» **Provided entries**:

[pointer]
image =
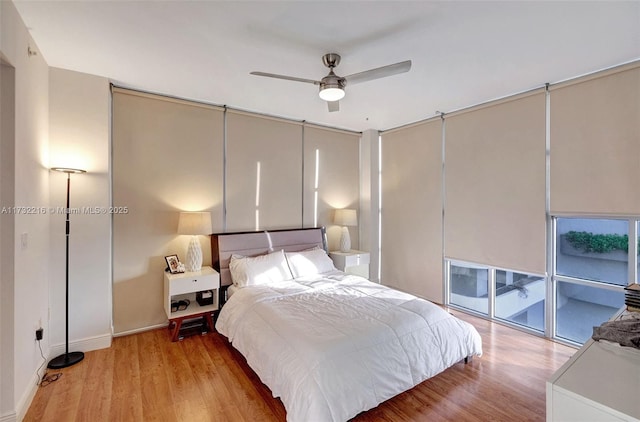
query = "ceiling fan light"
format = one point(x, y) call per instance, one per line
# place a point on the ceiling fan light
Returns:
point(331, 94)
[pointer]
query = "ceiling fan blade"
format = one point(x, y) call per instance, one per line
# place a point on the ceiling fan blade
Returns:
point(288, 78)
point(333, 105)
point(379, 72)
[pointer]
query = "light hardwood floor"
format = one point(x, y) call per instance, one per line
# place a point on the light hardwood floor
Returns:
point(145, 377)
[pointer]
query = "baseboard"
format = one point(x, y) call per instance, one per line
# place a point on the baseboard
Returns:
point(8, 417)
point(83, 345)
point(25, 401)
point(140, 330)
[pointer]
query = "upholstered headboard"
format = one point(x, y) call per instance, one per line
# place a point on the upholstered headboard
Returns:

» **Work required**:
Return the entries above line for line, leaving out the pictures.

» **Completed task**:
[pointer]
image =
query = "ceiling fan light"
format = one point(x, y) call per instance, one per line
# place a point on the ceiling fan light
Returns:
point(331, 94)
[pointer]
query = "ceiling fan blade"
format = one point(x, y) call per instance, one per line
# place a point on the ceiling fan blade
Returns:
point(288, 78)
point(333, 105)
point(379, 72)
[pointer]
query = "light hardwood floor"
format = one point(x, y) call per instance, one per line
# place a point on the light hardwood floor
Returns:
point(145, 377)
[pointer]
query = "baseboard"
format = one point(x, y) call per instance, one per line
# place a point on the baseboard
Returns:
point(8, 417)
point(83, 345)
point(25, 401)
point(140, 330)
[pointer]
query = "upholstered headboard"
format = one point(x, y) call per instance, one per line
# place a point on the upholstered headboard
Returns:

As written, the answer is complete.